### HOW TO COMPLETE THIS TASK
Entries follow. Give back exactly the lines starting at the one containing "Query: open mouth" and ending at the one containing "Query: forearm", and no other lines.

(Point localization data)
* * * * * * *

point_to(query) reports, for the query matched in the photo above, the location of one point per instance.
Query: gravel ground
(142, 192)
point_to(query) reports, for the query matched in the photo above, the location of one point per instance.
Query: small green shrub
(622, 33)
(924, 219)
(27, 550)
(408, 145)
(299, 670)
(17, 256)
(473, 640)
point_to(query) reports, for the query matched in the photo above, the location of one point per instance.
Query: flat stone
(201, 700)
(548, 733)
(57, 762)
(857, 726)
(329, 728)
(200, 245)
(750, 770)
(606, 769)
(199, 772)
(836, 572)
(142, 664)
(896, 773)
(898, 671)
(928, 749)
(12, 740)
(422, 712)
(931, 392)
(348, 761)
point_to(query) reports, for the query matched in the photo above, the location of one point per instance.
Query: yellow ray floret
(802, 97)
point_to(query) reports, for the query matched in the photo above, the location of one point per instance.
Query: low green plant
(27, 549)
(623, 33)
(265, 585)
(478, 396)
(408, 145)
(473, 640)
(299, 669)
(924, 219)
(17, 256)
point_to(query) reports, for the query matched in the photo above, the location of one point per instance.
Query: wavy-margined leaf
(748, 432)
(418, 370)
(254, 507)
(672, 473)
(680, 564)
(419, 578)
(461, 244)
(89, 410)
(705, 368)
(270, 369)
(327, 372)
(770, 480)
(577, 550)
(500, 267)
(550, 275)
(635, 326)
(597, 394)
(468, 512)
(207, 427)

* * * * * * *

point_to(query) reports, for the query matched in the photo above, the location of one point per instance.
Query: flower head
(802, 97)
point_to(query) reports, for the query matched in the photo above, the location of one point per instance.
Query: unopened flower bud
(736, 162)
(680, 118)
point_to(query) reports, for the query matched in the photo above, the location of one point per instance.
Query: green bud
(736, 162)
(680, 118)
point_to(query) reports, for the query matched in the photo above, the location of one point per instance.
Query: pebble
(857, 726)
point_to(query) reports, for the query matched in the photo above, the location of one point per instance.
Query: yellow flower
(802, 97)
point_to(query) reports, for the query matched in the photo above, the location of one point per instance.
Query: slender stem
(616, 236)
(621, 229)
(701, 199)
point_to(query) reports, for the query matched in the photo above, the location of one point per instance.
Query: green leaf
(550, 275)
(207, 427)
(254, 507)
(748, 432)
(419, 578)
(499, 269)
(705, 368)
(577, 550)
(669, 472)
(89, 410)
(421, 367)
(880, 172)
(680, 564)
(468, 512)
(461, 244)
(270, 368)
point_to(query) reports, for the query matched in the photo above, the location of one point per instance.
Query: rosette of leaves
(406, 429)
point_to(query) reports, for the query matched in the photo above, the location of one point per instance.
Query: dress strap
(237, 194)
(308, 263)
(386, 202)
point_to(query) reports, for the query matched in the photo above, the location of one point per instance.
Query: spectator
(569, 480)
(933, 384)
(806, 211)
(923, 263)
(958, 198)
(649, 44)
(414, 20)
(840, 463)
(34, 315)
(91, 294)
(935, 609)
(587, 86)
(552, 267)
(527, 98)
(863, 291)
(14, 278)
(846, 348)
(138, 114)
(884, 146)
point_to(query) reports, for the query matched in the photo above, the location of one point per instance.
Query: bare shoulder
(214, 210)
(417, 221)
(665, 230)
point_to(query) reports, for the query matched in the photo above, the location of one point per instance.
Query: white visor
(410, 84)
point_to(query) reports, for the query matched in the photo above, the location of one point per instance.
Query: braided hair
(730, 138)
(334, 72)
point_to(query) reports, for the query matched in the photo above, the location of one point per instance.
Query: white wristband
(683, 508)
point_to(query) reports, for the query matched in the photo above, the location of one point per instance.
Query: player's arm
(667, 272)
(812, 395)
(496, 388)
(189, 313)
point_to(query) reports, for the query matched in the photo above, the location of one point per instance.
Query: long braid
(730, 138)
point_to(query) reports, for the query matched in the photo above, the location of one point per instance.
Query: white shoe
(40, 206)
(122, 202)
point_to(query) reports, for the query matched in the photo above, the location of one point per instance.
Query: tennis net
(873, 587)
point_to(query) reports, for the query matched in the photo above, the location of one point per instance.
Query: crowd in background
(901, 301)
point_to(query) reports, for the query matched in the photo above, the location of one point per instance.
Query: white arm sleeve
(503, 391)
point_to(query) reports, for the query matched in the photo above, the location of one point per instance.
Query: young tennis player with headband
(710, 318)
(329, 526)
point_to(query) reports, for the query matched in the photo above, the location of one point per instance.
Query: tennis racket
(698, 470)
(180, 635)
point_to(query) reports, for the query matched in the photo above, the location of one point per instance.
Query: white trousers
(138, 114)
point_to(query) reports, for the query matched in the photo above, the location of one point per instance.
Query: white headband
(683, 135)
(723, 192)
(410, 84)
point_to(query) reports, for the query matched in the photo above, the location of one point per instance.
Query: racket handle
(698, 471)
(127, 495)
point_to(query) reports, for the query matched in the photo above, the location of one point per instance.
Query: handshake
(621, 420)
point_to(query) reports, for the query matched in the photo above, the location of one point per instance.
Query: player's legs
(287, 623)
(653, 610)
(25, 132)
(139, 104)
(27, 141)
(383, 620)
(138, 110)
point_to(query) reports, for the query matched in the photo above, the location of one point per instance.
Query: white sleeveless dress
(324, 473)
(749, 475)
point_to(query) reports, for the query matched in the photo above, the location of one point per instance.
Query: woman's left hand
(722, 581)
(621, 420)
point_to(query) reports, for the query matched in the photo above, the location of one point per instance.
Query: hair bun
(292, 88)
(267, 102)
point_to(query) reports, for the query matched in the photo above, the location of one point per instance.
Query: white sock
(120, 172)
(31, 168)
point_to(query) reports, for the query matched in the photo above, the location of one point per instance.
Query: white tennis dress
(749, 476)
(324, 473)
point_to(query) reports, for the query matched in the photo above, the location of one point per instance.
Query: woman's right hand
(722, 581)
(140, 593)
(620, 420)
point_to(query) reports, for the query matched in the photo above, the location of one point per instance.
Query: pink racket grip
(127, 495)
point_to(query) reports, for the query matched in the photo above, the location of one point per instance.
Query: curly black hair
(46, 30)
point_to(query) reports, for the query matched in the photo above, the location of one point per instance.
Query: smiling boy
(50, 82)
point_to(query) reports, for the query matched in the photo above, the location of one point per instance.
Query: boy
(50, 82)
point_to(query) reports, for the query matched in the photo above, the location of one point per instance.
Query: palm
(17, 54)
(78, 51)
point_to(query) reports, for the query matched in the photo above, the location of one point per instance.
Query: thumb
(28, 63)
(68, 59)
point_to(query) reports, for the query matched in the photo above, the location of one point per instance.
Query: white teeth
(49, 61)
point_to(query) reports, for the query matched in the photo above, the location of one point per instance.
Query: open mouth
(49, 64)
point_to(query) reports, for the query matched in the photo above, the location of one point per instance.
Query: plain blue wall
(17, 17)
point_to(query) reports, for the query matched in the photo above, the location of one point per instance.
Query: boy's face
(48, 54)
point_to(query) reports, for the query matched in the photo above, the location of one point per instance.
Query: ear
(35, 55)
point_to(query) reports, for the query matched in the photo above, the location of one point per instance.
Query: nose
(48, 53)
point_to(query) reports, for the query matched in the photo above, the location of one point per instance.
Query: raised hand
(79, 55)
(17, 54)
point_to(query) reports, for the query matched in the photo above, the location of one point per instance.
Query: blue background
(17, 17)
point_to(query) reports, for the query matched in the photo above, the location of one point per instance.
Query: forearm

* * * * * * *

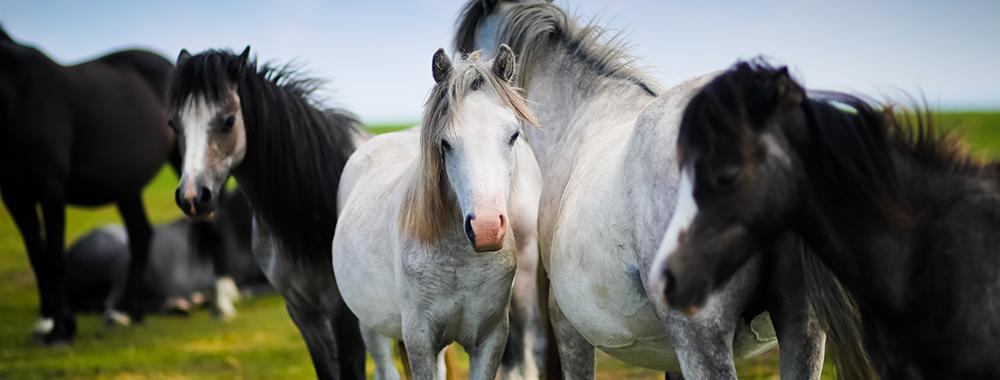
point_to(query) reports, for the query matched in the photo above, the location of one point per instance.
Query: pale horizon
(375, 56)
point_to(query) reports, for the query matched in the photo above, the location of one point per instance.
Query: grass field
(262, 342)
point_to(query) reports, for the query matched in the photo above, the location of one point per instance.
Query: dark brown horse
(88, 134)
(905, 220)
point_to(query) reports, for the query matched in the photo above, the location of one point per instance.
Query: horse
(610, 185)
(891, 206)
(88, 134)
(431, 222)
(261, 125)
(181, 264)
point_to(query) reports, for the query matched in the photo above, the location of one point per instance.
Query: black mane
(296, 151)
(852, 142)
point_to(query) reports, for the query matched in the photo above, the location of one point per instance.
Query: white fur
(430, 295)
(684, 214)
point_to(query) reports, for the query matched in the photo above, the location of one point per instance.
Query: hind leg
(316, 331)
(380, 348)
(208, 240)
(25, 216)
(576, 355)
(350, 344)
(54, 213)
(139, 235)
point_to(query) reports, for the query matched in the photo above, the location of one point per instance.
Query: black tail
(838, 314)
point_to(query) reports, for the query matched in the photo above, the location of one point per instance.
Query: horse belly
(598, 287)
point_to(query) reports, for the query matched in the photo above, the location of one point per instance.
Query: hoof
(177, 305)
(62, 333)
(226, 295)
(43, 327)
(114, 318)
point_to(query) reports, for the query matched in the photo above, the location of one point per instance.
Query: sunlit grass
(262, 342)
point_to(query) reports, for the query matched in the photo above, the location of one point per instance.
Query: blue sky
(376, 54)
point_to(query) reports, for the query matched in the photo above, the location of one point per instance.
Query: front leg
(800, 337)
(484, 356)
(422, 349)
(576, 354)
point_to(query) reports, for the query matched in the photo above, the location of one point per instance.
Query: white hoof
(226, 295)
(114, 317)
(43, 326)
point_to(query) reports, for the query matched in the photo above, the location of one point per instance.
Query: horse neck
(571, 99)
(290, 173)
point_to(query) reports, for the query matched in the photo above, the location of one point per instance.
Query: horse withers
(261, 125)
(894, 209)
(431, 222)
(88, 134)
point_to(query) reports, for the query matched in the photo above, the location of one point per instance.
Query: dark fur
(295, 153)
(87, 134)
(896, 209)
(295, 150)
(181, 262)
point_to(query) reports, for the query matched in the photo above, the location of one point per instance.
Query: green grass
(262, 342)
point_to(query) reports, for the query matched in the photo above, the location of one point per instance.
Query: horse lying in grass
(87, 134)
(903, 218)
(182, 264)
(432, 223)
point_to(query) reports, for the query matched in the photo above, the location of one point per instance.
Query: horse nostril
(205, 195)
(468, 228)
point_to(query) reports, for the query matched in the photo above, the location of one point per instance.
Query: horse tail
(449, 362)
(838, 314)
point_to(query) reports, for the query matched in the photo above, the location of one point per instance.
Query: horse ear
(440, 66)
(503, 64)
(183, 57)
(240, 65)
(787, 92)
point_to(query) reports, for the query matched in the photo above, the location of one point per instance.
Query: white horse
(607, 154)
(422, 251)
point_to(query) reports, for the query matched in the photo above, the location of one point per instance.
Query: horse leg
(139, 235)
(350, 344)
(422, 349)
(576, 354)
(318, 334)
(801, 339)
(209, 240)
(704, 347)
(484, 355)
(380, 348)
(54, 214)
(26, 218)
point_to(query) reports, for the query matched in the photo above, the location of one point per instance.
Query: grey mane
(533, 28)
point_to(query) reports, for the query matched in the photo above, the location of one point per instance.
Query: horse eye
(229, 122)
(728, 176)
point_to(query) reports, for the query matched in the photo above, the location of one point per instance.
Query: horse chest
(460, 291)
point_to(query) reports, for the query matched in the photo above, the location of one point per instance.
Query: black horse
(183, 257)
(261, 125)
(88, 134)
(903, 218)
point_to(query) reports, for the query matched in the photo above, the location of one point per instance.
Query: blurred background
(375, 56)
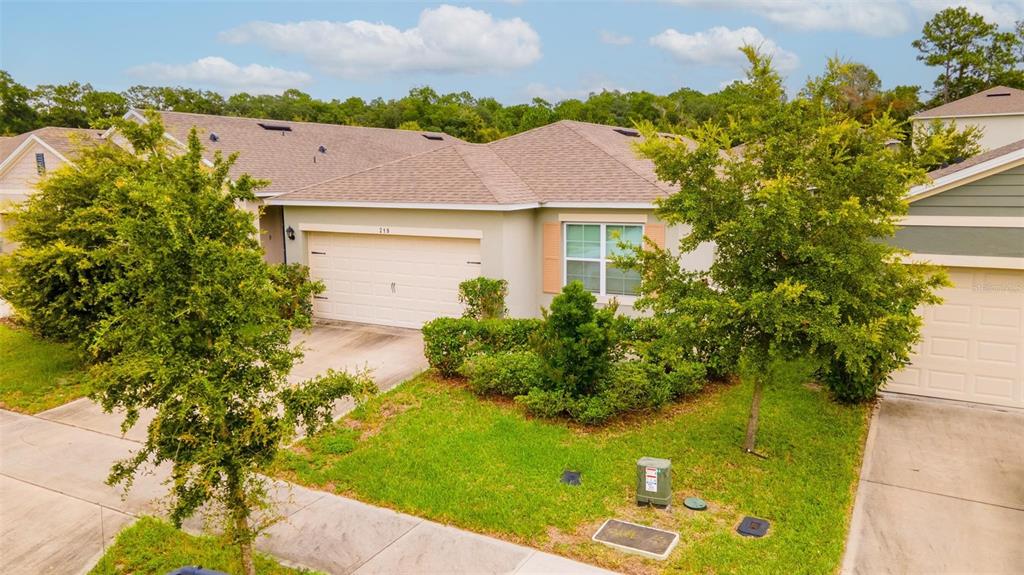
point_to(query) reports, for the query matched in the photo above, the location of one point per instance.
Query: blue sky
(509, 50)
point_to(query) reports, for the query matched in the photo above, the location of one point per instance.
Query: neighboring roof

* * * * * * *

### WRITTEN SOLUTION
Query: open mouth
(49, 64)
point_to(query) reports, for the query matched in the photo above, the location of one point per instance.
Query: plain blue wall
(17, 17)
point_to(query) reports, for the query matched in the photo above, the location of one point per instance.
Query: boy's face
(48, 54)
point_to(query) reports, for the query matched in the photo above, the location of one point per instance.
Query: ear
(35, 55)
point_to(query) reports, for the query matched in the photo above, the location of one point per instance.
Query: nose
(48, 53)
point_to(query) reports, for the query matched in the photo above, the location of one point per instance.
Query: raised hand
(79, 55)
(17, 54)
point_to(query) reports, for the query matched in the photo above, the location of one point per instance.
Query: blue background
(17, 17)
point_to(query) reports, for the query matched in the photo above, the location of one point per instance.
Query: forearm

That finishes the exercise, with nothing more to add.